§ EXERCISE BRIEF
Search the entries below. Return every line that has "yellow" in it.

::: THE INPUT :::

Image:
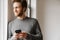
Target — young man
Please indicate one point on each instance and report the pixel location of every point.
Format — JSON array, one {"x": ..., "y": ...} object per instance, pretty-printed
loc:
[{"x": 30, "y": 29}]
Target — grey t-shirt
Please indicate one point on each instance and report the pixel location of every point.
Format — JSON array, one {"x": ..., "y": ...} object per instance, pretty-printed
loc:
[{"x": 29, "y": 25}]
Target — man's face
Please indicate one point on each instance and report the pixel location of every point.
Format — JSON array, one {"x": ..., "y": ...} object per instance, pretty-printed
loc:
[{"x": 17, "y": 9}]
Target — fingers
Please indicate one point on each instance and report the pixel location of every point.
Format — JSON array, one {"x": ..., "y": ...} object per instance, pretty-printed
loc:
[{"x": 22, "y": 35}]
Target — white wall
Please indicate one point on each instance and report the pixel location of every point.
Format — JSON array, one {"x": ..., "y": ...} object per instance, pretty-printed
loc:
[{"x": 48, "y": 14}]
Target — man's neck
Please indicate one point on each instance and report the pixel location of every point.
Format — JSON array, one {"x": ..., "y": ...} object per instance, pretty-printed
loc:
[{"x": 21, "y": 17}]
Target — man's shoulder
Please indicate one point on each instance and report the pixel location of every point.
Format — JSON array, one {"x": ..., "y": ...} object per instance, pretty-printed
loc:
[{"x": 33, "y": 19}]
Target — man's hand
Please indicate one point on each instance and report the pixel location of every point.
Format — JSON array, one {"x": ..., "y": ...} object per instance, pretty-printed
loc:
[
  {"x": 15, "y": 36},
  {"x": 22, "y": 35}
]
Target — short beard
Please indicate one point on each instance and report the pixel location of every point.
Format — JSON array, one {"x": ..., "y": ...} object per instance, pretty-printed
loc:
[{"x": 20, "y": 14}]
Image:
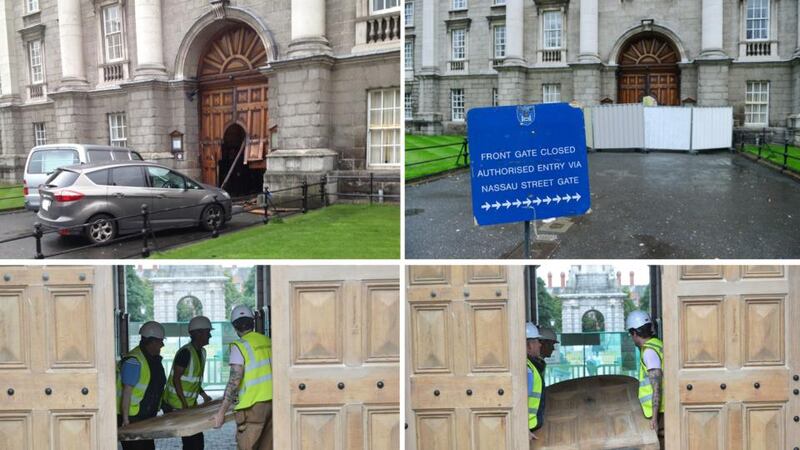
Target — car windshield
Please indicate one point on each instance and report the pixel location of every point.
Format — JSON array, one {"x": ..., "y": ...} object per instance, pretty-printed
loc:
[
  {"x": 46, "y": 161},
  {"x": 61, "y": 178}
]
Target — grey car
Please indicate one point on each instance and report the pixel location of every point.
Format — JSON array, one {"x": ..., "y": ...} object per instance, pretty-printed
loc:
[{"x": 103, "y": 200}]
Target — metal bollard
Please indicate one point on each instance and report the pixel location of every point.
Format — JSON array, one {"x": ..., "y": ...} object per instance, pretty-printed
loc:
[
  {"x": 145, "y": 229},
  {"x": 37, "y": 233},
  {"x": 304, "y": 187},
  {"x": 266, "y": 205},
  {"x": 371, "y": 182},
  {"x": 322, "y": 184}
]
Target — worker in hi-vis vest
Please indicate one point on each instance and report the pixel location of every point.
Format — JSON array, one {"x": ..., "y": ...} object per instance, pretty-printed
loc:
[
  {"x": 535, "y": 381},
  {"x": 651, "y": 368},
  {"x": 140, "y": 382},
  {"x": 185, "y": 382},
  {"x": 251, "y": 380}
]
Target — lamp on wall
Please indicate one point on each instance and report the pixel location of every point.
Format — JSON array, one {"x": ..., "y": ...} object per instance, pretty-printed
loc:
[{"x": 176, "y": 144}]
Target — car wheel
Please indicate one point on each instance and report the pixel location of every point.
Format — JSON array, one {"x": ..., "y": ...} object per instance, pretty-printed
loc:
[
  {"x": 212, "y": 214},
  {"x": 101, "y": 229}
]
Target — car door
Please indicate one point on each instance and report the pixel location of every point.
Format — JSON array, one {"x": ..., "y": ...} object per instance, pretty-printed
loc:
[
  {"x": 128, "y": 192},
  {"x": 172, "y": 198}
]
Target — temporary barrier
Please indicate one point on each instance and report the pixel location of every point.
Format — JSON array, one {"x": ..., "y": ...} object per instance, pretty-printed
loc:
[{"x": 661, "y": 127}]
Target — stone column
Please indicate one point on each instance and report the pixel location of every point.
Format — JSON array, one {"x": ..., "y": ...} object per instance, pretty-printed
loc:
[
  {"x": 712, "y": 30},
  {"x": 149, "y": 41},
  {"x": 588, "y": 32},
  {"x": 515, "y": 50},
  {"x": 308, "y": 29},
  {"x": 429, "y": 63},
  {"x": 70, "y": 36}
]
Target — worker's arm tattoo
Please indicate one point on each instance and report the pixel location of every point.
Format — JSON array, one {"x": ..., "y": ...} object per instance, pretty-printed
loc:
[
  {"x": 655, "y": 376},
  {"x": 237, "y": 372}
]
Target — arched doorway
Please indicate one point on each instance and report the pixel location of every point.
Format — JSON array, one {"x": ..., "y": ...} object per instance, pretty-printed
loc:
[
  {"x": 233, "y": 110},
  {"x": 648, "y": 65},
  {"x": 593, "y": 321},
  {"x": 188, "y": 307}
]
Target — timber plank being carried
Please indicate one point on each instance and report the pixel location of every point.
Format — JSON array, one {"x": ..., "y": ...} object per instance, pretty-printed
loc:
[
  {"x": 598, "y": 413},
  {"x": 185, "y": 422}
]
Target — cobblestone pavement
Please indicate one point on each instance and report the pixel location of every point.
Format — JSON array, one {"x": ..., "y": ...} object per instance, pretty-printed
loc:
[{"x": 656, "y": 205}]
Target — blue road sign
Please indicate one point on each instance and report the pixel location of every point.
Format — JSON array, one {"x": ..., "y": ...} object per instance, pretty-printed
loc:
[{"x": 528, "y": 162}]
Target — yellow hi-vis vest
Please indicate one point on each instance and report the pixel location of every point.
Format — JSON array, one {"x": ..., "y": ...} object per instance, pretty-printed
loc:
[
  {"x": 191, "y": 380},
  {"x": 256, "y": 386},
  {"x": 645, "y": 389},
  {"x": 534, "y": 396},
  {"x": 141, "y": 386}
]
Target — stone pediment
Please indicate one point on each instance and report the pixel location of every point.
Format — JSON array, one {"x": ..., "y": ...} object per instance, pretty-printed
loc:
[{"x": 550, "y": 3}]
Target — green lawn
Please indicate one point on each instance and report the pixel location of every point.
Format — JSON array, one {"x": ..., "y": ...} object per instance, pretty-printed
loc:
[
  {"x": 776, "y": 155},
  {"x": 337, "y": 232},
  {"x": 422, "y": 170},
  {"x": 11, "y": 197}
]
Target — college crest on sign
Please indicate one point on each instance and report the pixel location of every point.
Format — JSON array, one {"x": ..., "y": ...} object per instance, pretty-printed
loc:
[{"x": 526, "y": 115}]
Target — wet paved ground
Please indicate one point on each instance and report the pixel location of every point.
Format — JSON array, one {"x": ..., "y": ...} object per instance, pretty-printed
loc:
[
  {"x": 222, "y": 439},
  {"x": 21, "y": 223},
  {"x": 656, "y": 205}
]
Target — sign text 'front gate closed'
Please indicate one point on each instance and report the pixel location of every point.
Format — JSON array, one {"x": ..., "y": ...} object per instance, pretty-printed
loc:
[{"x": 528, "y": 162}]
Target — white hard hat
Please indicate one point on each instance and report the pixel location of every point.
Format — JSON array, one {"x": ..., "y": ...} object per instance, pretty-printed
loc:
[
  {"x": 531, "y": 331},
  {"x": 152, "y": 329},
  {"x": 240, "y": 311},
  {"x": 637, "y": 319},
  {"x": 200, "y": 323},
  {"x": 548, "y": 334}
]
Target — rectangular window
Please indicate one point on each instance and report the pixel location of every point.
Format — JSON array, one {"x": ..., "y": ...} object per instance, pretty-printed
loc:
[
  {"x": 35, "y": 57},
  {"x": 499, "y": 41},
  {"x": 551, "y": 93},
  {"x": 458, "y": 44},
  {"x": 408, "y": 55},
  {"x": 383, "y": 139},
  {"x": 39, "y": 134},
  {"x": 757, "y": 19},
  {"x": 756, "y": 106},
  {"x": 112, "y": 32},
  {"x": 552, "y": 29},
  {"x": 117, "y": 130},
  {"x": 384, "y": 5},
  {"x": 457, "y": 104}
]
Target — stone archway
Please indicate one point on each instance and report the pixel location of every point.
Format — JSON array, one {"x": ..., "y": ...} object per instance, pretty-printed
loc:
[
  {"x": 233, "y": 91},
  {"x": 647, "y": 64}
]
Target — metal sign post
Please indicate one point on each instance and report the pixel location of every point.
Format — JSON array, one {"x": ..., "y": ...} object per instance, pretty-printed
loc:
[{"x": 528, "y": 162}]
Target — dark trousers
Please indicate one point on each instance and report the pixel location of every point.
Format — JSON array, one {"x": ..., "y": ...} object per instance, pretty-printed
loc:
[
  {"x": 193, "y": 442},
  {"x": 147, "y": 444}
]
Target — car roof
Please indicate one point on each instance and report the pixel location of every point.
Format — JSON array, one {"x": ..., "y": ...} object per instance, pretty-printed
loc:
[
  {"x": 108, "y": 164},
  {"x": 84, "y": 146}
]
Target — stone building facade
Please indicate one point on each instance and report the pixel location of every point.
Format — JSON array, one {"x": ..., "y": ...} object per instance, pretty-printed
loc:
[
  {"x": 467, "y": 53},
  {"x": 269, "y": 92},
  {"x": 173, "y": 284}
]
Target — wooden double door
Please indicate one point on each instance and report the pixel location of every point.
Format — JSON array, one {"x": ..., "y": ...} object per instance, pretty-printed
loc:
[
  {"x": 56, "y": 358},
  {"x": 336, "y": 357},
  {"x": 732, "y": 357}
]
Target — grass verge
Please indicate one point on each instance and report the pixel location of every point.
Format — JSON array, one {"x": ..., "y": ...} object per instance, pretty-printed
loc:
[{"x": 342, "y": 231}]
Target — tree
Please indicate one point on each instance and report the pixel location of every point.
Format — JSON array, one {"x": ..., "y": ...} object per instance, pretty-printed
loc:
[
  {"x": 138, "y": 296},
  {"x": 549, "y": 307}
]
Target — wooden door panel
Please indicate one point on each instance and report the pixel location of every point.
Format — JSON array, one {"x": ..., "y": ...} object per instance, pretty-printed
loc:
[
  {"x": 465, "y": 358},
  {"x": 735, "y": 357},
  {"x": 336, "y": 346},
  {"x": 57, "y": 358}
]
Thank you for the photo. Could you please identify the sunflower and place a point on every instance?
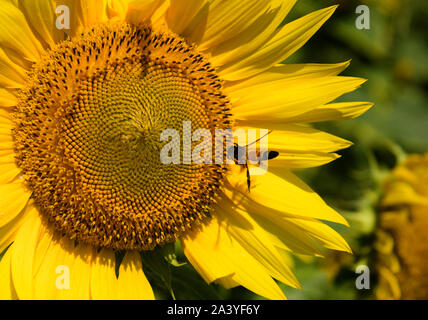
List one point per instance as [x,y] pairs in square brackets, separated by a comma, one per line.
[82,111]
[401,244]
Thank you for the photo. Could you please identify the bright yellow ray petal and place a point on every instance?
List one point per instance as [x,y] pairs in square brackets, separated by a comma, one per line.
[333,111]
[11,76]
[143,10]
[326,235]
[302,160]
[16,35]
[291,72]
[13,199]
[7,291]
[61,256]
[255,241]
[290,137]
[253,37]
[41,16]
[93,11]
[215,255]
[7,99]
[9,231]
[182,12]
[76,21]
[287,41]
[286,194]
[227,282]
[229,18]
[8,169]
[283,233]
[24,248]
[288,99]
[117,8]
[104,284]
[132,283]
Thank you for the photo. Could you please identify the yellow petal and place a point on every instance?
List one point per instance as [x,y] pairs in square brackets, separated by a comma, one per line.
[12,76]
[289,137]
[76,20]
[8,172]
[182,12]
[16,35]
[143,10]
[326,235]
[255,241]
[227,19]
[292,72]
[284,234]
[286,194]
[41,16]
[283,44]
[117,8]
[9,231]
[253,37]
[24,248]
[104,284]
[63,261]
[7,291]
[132,283]
[216,255]
[93,11]
[332,112]
[13,199]
[288,99]
[301,160]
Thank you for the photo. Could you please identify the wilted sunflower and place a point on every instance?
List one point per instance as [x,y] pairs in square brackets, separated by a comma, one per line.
[401,246]
[81,116]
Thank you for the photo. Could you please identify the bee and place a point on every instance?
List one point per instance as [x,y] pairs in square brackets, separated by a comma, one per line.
[237,150]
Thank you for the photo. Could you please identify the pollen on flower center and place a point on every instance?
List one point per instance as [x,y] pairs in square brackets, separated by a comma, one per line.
[88,128]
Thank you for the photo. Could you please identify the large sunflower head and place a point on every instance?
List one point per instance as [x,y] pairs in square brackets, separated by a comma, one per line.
[401,244]
[84,107]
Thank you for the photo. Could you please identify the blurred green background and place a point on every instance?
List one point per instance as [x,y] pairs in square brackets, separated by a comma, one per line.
[392,55]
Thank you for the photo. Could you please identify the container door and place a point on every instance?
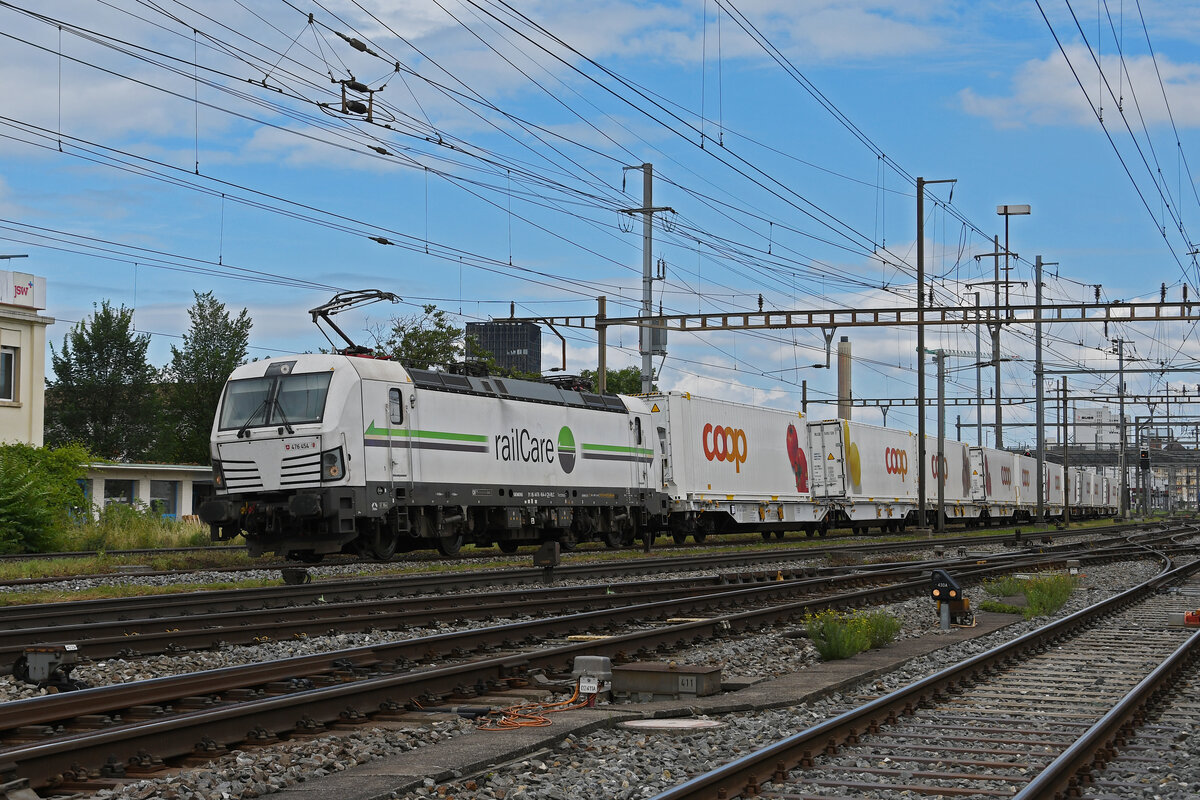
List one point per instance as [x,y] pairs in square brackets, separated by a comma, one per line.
[978,479]
[828,459]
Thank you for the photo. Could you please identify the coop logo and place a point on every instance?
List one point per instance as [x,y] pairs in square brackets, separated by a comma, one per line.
[567,450]
[897,462]
[725,444]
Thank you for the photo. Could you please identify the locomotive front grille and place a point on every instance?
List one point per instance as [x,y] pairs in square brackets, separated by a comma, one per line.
[269,465]
[298,470]
[241,475]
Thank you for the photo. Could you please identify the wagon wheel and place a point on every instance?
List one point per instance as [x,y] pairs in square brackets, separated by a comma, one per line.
[449,545]
[21,668]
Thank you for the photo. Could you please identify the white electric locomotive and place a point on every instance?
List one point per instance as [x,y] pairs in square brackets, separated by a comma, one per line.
[325,453]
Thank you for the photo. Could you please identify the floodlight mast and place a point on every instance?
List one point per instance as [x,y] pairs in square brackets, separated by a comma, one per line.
[342,301]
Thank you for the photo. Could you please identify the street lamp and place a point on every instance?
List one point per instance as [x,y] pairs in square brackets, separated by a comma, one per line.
[1005,211]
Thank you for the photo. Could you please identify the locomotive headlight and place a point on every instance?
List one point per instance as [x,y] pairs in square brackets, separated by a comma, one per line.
[333,464]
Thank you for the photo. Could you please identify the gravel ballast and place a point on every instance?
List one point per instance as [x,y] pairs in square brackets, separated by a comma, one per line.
[611,762]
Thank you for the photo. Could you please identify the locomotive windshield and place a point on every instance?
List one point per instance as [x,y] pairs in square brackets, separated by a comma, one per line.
[275,400]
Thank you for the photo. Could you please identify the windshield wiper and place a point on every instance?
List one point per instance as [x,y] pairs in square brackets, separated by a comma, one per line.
[279,407]
[245,428]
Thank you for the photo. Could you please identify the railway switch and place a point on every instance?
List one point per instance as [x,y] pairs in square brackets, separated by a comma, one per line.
[48,666]
[1183,619]
[952,605]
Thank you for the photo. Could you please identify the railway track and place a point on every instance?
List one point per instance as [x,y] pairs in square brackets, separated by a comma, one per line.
[63,737]
[149,625]
[851,545]
[1030,719]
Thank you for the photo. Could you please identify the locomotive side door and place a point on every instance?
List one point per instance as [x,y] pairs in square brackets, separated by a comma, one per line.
[397,413]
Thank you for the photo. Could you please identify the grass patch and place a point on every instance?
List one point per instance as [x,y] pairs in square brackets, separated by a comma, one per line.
[1048,594]
[997,607]
[1005,587]
[1044,594]
[838,636]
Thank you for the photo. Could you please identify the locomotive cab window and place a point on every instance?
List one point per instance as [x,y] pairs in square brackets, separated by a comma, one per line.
[275,400]
[395,407]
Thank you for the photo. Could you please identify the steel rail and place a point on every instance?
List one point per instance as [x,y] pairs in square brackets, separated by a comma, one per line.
[744,776]
[43,762]
[1062,777]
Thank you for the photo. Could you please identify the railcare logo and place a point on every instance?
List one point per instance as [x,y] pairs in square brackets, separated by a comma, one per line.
[567,450]
[725,444]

:::

§ SOLUTION TO THIS TASK
Target — yellow hi-vis vest
Thank you for the photo. Could you please identify the bright yellow ray petal and place a point on every instance?
Thank you for the photo. Could you please identify the yellow petal and place a point on every instance?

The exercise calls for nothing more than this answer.